*Task brief*
Only certain lines below are wanted: those starting at the line containing "stack of small" and ending at the line containing "in yellow hard", both included, each retyped exactly.

*The input*

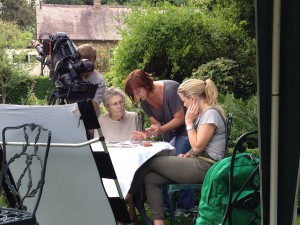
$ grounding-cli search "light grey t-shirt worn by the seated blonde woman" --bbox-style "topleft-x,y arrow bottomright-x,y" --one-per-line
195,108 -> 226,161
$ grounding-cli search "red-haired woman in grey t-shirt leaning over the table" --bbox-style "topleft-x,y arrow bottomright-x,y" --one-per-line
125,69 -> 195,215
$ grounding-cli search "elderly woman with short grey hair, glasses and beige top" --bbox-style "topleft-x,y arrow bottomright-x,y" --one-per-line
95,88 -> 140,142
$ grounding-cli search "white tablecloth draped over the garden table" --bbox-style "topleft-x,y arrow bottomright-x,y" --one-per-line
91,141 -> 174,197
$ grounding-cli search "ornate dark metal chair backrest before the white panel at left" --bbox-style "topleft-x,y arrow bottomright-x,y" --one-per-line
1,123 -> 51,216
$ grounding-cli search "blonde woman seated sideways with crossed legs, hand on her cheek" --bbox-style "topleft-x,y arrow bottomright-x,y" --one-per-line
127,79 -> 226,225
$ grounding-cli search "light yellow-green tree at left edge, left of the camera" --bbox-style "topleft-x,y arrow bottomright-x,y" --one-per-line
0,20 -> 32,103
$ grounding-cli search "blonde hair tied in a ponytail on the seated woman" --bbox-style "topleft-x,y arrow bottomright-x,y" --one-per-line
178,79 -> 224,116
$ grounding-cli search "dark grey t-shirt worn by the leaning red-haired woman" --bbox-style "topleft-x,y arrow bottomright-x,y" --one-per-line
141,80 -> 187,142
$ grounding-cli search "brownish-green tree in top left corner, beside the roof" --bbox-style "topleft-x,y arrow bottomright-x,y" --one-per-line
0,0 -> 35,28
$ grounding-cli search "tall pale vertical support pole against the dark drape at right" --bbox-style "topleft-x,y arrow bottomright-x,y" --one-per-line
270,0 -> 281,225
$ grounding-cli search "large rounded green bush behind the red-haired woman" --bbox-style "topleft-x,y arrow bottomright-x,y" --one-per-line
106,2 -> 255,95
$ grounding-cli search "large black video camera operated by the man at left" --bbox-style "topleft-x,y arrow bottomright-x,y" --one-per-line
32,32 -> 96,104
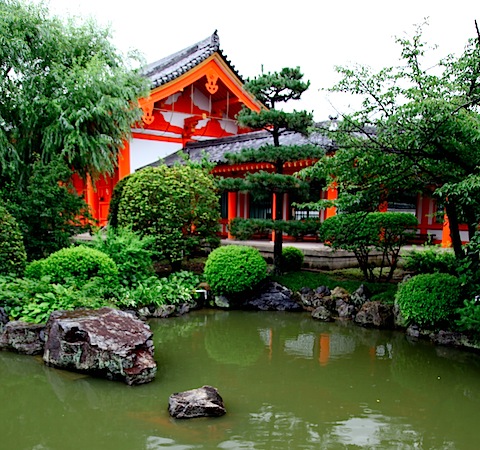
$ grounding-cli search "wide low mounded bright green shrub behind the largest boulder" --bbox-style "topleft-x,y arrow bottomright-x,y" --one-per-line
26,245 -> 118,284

---

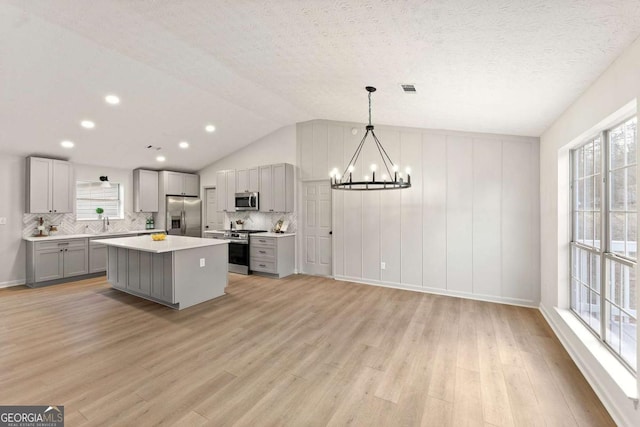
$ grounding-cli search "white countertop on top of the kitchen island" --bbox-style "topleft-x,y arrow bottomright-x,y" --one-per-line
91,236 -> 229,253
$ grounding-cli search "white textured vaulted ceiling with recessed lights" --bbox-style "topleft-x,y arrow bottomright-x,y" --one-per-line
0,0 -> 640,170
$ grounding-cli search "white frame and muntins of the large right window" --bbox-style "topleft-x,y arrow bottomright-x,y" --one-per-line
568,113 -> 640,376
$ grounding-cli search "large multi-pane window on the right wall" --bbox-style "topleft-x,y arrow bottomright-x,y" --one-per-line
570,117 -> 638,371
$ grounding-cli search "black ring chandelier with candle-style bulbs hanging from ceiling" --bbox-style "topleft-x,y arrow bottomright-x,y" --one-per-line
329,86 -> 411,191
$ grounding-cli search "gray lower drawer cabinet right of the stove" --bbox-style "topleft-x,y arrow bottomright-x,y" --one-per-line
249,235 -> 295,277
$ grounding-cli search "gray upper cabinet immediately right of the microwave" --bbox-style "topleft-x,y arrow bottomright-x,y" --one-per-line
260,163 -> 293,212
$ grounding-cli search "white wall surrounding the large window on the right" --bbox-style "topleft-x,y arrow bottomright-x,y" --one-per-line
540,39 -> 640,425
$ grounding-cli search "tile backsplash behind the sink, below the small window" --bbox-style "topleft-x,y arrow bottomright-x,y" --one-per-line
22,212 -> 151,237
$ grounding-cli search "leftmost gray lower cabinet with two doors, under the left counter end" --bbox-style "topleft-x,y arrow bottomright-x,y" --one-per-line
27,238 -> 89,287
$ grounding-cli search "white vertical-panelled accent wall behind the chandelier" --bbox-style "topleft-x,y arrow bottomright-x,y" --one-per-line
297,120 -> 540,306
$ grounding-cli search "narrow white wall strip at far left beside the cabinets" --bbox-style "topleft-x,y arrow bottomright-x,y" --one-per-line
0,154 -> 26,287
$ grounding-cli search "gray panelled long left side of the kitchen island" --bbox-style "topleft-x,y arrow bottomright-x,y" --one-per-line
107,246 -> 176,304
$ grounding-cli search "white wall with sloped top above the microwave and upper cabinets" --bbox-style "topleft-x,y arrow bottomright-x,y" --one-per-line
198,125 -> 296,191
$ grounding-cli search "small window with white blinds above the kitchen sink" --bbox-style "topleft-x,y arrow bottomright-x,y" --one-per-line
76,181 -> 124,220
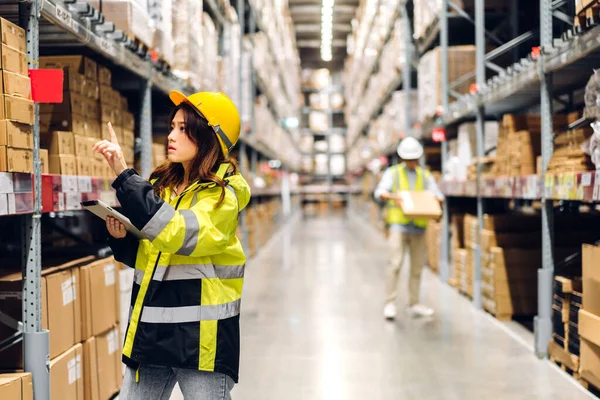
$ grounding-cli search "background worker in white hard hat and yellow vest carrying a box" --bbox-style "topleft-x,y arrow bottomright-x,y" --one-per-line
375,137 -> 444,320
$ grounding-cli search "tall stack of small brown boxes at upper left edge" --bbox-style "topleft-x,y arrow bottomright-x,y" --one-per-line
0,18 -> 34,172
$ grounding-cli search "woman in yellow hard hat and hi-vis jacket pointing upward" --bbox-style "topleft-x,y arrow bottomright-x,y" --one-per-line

* * *

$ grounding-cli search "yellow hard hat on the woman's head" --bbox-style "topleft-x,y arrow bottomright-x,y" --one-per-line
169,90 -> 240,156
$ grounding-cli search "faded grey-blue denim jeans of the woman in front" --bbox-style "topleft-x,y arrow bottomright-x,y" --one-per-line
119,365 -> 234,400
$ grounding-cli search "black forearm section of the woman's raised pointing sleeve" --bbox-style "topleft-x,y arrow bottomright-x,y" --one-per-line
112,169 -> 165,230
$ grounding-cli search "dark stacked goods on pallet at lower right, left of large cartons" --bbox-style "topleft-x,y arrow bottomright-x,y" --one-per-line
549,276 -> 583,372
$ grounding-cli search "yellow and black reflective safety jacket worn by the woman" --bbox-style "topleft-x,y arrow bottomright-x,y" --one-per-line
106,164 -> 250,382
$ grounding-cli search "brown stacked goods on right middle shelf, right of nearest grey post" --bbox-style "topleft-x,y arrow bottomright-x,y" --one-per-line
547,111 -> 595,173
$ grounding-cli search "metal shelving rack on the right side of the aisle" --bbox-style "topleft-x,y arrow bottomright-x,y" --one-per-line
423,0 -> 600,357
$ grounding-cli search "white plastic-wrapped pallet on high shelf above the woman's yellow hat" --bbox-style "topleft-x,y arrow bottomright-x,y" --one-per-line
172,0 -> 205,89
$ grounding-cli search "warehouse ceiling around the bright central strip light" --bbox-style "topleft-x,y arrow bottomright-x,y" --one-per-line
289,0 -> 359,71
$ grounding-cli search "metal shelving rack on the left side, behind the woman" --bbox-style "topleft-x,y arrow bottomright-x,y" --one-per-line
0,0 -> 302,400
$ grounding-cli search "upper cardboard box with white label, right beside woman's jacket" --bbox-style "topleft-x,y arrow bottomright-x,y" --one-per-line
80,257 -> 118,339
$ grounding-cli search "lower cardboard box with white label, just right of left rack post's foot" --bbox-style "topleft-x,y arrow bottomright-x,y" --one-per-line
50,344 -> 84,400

*Answer box*
$ grounding-cli search "tall stack of small brown boxes at upper left edge" --bbox-style "topleft-x,y arrow bottomright-x,y" --one-per-line
0,18 -> 34,172
$ grounding-cli search "woman in yellow hard hat and hi-vis jacket pointing upward" --bbox-style "topleft-x,y arrow bottomright-x,y" --one-per-line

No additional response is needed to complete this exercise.